Source records:
■ ■ ■ ■ ■

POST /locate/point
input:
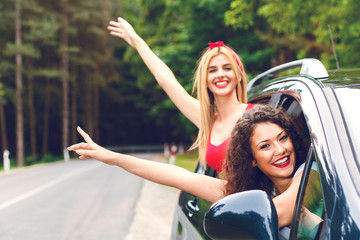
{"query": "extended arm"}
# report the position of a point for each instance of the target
(188, 105)
(197, 184)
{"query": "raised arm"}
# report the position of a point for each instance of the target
(197, 184)
(188, 105)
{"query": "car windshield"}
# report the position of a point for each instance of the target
(349, 98)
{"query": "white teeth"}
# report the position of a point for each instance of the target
(282, 161)
(220, 83)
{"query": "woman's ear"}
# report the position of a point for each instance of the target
(254, 163)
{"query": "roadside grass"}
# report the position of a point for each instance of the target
(188, 160)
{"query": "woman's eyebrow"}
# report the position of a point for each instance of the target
(266, 140)
(224, 65)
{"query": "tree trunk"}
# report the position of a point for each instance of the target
(3, 127)
(46, 118)
(19, 90)
(31, 107)
(74, 123)
(65, 69)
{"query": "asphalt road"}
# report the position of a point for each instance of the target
(79, 199)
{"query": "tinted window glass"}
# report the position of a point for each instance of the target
(349, 100)
(311, 211)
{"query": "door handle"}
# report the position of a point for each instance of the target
(192, 207)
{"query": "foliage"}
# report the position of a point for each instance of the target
(302, 27)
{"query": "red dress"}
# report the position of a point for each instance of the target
(215, 155)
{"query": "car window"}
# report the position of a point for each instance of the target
(348, 99)
(310, 214)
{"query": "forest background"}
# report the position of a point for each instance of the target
(60, 68)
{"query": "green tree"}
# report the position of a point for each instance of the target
(298, 29)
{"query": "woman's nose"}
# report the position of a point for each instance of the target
(279, 148)
(220, 73)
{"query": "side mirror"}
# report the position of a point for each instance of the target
(244, 215)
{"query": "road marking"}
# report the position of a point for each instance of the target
(46, 186)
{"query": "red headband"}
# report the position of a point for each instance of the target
(221, 44)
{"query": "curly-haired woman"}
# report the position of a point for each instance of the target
(266, 152)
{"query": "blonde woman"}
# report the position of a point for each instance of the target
(220, 81)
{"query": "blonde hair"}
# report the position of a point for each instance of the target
(206, 98)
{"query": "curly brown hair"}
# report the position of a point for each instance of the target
(238, 172)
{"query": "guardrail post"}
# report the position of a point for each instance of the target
(6, 160)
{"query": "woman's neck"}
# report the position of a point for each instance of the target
(227, 107)
(282, 185)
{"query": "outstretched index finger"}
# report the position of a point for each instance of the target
(86, 136)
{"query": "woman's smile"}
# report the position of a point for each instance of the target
(282, 162)
(273, 151)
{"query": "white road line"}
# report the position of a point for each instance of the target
(46, 186)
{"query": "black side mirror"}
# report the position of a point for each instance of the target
(244, 215)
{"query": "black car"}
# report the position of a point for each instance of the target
(324, 105)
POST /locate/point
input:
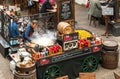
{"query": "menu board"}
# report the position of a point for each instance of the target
(65, 10)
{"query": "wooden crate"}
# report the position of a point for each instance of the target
(87, 75)
(63, 77)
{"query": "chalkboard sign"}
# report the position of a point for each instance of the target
(65, 10)
(107, 11)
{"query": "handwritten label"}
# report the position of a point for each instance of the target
(66, 10)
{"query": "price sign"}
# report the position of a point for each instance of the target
(65, 11)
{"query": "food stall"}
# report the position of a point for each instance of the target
(68, 51)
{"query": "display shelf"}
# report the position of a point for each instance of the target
(69, 55)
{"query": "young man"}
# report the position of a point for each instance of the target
(30, 30)
(47, 5)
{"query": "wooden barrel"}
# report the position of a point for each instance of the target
(110, 59)
(30, 75)
(110, 45)
(25, 72)
(64, 28)
(110, 55)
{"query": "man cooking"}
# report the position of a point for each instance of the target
(28, 32)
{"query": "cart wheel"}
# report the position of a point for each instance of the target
(90, 64)
(52, 72)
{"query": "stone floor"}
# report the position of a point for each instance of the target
(82, 22)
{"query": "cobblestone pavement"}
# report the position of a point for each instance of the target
(82, 22)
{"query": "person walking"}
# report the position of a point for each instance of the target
(95, 11)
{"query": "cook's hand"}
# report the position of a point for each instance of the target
(32, 42)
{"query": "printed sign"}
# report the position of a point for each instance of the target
(107, 11)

■ ■ ■ ■ ■

Task requirements:
Output the data exactly. Leave every picture out.

Written response:
POST /locate/point
input:
{"query": "extended arm"}
# report the position of a point for each instance of the target
(188, 105)
(197, 184)
{"query": "raised arm"}
# report the position of a point for each instance of the target
(197, 184)
(188, 105)
{"query": "car windshield"}
# report the position of a point for each instance of the target
(349, 98)
{"query": "white teeth"}
# report the position of a point for each instance of the target
(282, 161)
(220, 83)
{"query": "woman's ear"}
# report the position of a point for each instance of the target
(254, 163)
{"query": "roadside grass"}
# report the position of a point for each instance of the target
(188, 160)
{"query": "woman's eyebrow"}
# report the position of a point for each instance of the target
(266, 140)
(224, 65)
{"query": "tree trunk"}
# report the position of a point for each instance of the target
(3, 127)
(46, 118)
(19, 90)
(31, 107)
(74, 123)
(65, 69)
{"query": "asphalt road"}
# report the position of a point for each instance of the target
(79, 199)
{"query": "tinted window glass"}
# report the position of a point for each instance of the target
(349, 100)
(311, 211)
{"query": "door handle"}
# report the position of a point for each instance of the target
(192, 207)
{"query": "foliage"}
# report the position of a point for each instance of the target
(302, 27)
{"query": "red dress"}
# report the position of a point for each instance of the target
(215, 155)
{"query": "car window"}
# report the position of a point for each instance of the target
(348, 99)
(310, 214)
{"query": "forest background"}
# report the position of a point for each instance of the target
(60, 68)
{"query": "green tree"}
# report the position of a point for each instance of the target
(298, 29)
{"query": "woman's nose"}
# report the position of a point for each instance of the target
(279, 148)
(220, 73)
{"query": "side mirror"}
# report the position of a point for each instance of the target
(244, 215)
{"query": "road marking"}
# report the position of a point for each instance of the target
(46, 186)
{"query": "red headband"}
# report the position of a point for each instance of the target
(221, 44)
{"query": "curly-haired woman"}
# report the position of a point for each instance of the target
(266, 152)
{"query": "blonde woman"}
# report the position of a point for each instance of the target
(220, 81)
{"query": "blonde hair"}
# report the position of a point for each instance of the target
(206, 98)
{"query": "curly brown hair"}
# report the position of a point for each instance of the target
(238, 172)
{"query": "guardrail post"}
# report the position of a point for each instance of the target
(6, 160)
{"query": "woman's neck"}
# report the position of a point for each instance of the target
(227, 107)
(282, 185)
{"query": "outstretched index finger"}
# report the position of a point for each instance of the target
(86, 136)
{"query": "woman's smile"}
# report the position of a point for each instance of the target
(282, 162)
(273, 151)
{"query": "white road line"}
# report the position of a point for each instance of the target
(46, 186)
{"query": "black side mirror"}
# report the position of a point for each instance of the target
(244, 215)
{"query": "black car"}
# report the position of a point for each instance of the target
(324, 105)
POST /locate/point
input:
{"query": "menu board"}
# report the position of a point for each instance of the target
(65, 10)
{"query": "wooden crate"}
# report the position of a point for each instance of the target
(87, 75)
(63, 77)
{"query": "chalkboard sign"}
# report the position of a point for each instance of the target
(65, 10)
(107, 11)
{"query": "handwritten label"}
# report the position of a point for each instance of the target
(66, 10)
{"query": "price sign"}
# report the position of a point for each instance of the target
(65, 11)
{"query": "food stall"}
# report the position of a point for each instance of the target
(68, 51)
{"query": "display shelf"}
# report the position of a point for each instance of the target
(69, 55)
{"query": "young man"}
# report the position of a point for each instance of the target
(30, 30)
(47, 5)
{"query": "wooden barrel"}
# report the position of a point for each instance of the target
(110, 59)
(30, 75)
(110, 45)
(25, 72)
(64, 28)
(110, 55)
{"query": "man cooking"}
# report the position of a point for each instance of the target
(28, 32)
{"query": "cart wheel"}
# report the position of a point for each instance of the target
(90, 64)
(52, 72)
{"query": "stone floor"}
# report the position of a point for each instance of the target
(82, 22)
{"query": "cobblestone pavement"}
# report the position of a point for each instance of the target
(82, 22)
{"query": "person walking"}
# report the position of a point for each instance of the target
(95, 11)
{"query": "cook's hand"}
# report the position of a point for each instance of the target
(32, 42)
{"query": "printed sign"}
# report the position of a point for each instance of the target
(107, 11)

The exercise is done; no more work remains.